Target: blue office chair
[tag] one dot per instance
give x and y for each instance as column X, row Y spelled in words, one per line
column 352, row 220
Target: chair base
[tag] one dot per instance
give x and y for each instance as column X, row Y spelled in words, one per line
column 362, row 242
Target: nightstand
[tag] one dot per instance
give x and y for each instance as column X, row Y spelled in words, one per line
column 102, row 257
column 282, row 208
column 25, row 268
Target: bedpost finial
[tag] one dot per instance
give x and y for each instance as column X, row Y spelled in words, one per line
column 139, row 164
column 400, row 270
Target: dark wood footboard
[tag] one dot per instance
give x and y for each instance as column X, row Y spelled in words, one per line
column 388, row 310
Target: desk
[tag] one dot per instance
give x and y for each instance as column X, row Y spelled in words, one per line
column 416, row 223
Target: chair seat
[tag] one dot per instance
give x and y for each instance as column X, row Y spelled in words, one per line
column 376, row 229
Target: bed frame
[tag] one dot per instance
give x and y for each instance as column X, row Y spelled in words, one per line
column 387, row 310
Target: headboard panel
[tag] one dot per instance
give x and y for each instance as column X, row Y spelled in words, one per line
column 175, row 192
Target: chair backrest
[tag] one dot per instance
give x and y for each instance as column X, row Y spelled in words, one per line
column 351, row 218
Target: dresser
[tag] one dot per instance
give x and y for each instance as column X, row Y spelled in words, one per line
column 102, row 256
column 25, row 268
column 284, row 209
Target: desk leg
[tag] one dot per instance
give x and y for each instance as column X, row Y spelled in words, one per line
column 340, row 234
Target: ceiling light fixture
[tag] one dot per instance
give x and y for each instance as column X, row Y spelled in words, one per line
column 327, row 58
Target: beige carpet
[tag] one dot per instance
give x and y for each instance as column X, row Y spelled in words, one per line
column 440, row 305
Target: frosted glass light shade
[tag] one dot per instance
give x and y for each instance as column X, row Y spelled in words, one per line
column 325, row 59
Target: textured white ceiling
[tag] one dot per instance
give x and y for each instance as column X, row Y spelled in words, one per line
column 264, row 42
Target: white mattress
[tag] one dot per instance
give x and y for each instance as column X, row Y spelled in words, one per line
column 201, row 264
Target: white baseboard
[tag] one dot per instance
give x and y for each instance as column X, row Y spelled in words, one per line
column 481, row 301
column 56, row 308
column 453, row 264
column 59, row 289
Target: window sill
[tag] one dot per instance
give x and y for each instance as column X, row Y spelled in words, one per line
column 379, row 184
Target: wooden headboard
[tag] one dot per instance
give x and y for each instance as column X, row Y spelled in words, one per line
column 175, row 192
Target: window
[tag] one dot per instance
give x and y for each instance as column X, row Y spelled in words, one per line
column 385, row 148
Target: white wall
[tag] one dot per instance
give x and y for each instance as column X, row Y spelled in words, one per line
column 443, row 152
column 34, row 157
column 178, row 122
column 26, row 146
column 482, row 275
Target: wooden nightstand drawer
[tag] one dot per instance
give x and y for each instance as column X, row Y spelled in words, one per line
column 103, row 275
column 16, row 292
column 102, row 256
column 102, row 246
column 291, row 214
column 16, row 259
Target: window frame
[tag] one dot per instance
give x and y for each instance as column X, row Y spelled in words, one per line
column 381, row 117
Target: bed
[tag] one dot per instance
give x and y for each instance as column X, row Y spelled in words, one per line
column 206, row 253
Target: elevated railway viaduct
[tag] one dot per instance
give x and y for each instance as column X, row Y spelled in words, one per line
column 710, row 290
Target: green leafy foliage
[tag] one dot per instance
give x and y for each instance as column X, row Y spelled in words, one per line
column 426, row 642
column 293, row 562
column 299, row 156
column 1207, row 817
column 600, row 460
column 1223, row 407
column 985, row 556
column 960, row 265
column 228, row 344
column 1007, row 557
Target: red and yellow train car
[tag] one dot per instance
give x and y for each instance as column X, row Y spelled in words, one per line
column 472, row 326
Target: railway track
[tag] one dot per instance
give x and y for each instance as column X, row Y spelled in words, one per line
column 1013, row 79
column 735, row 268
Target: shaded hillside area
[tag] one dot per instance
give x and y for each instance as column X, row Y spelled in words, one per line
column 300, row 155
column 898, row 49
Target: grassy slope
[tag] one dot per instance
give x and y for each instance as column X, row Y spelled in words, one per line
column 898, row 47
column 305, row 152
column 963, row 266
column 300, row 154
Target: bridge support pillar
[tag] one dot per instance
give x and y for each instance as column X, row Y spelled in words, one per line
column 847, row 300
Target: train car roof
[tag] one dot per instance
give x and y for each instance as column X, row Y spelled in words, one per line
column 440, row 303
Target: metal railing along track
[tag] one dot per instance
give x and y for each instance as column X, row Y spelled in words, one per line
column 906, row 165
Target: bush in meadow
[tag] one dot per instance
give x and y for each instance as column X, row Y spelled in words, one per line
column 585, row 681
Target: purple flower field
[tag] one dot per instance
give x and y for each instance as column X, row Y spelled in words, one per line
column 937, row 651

:: WHAT NEEDS TO BE DONE ::
Put the items from the line containing "Target: chair seat" through the line containing "column 264, row 42" into a two-column CSV headed text and answer, with one row per item. Wrap each field in quotation marks and turn its line breaks into spaces.

:: REPLY TO THE EXERCISE ::
text,answer
"Target: chair seat [tag] one dot per instance give x and y for each instance as column X, row Y spelled in words, one per line","column 376, row 229"
"Target: bed frame [tag] one dot per instance give x and y for each instance as column X, row Y spelled in words, one per line","column 387, row 310"
"Target: headboard panel [tag] one dot per instance give x and y for each instance as column X, row Y spelled in words, one per line","column 175, row 192"
"Target: chair backrest [tag] one dot per instance give x and y for each instance as column X, row Y spelled in words, one per line","column 351, row 218"
"Target: dresser [tag] one dot per instance give x and y for each instance as column X, row Y spelled in words, one per line","column 102, row 256 column 25, row 268 column 284, row 209"
"Target: desk leg [tag] one dot per instance give x and y for each instance as column X, row Y spelled in words, one per line","column 340, row 234"
"Target: ceiling light fixture [tag] one dot per instance give x and y for each instance as column X, row Y spelled in words, one per line","column 327, row 58"
"Target: beige carpet [tag] one dot per instance give x and y for each instance as column X, row Y spelled in words, one per line","column 440, row 305"
"Target: frosted glass light shade [tag] one dot per instance give x and y for each instance as column X, row Y spelled in words, one per line","column 325, row 59"
"Target: textured white ceiling [tag] one dot per instance give x and y for each instance as column X, row Y spelled in words, one per line","column 264, row 42"